• _課題 A_
下の本文のうち、「だから「叱る」、というのは「強さ」を求める「父親」の役割。」で始まり「までの「過程」に目を向ける。」までの部分を、そのまま書き写してください。

• _本文_
_____
女が男に求める「共感能力」を女自身が子どもに向ける。

「60点」という「結果」に目を向けるのは簡単だ。

そこから「100点に届かない」という「事実」を理解するのも簡単だ。

だから「叱る」、というのは「強さ」を求める「父親」の役割。

そして父親ならその「叱る」の中に「どうすれば100点を取れるのか」を一緒に考えてやったり、その方法を示す必要がある。

「父親」に「結果」に対して評価する役割があるとするなら「母親」は「結果」ではなく「過程」を見なければならない。

「60点」という結果だけど「初めての経験」だとか「前は30点しかとれなかった」とか、「スタート地点〜ゴール」までの「過程」に目を向ける。

そうすれば大抵の事が「褒める」という事ができる。
_____
• _提示資料_
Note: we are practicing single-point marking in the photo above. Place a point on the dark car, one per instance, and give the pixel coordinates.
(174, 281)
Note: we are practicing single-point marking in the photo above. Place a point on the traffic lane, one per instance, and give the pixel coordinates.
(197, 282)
_____
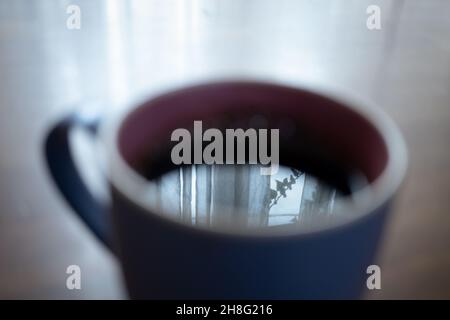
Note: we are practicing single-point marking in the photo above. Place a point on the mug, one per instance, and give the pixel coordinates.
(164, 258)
_____
• _課題 B_
上の提示資料の行から、文字列「marking」を含む行をすべて抜き出す。大文字と小文字は区別する。

• _出力結果 A_
だから「叱る」、というのは「強さ」を求める「父親」の役割。

そして父親ならその「叱る」の中に「どうすれば100点を取れるのか」を一緒に考えてやったり、その方法を示す必要がある。

「父親」に「結果」に対して評価する役割があるとするなら「母親」は「結果」ではなく「過程」を見なければならない。

「60点」という結果だけど「初めての経験」だとか「前は30点しかとれなかった」とか、「スタート地点〜ゴール」までの「過程」に目を向ける。

• _出力結果 B_
Note: we are practicing single-point marking in the photo above. Place a point on the dark car, one per instance, and give the pixel coordinates.
Note: we are practicing single-point marking in the photo above. Place a point on the traffic lane, one per instance, and give the pixel coordinates.
Note: we are practicing single-point marking in the photo above. Place a point on the mug, one per instance, and give the pixel coordinates.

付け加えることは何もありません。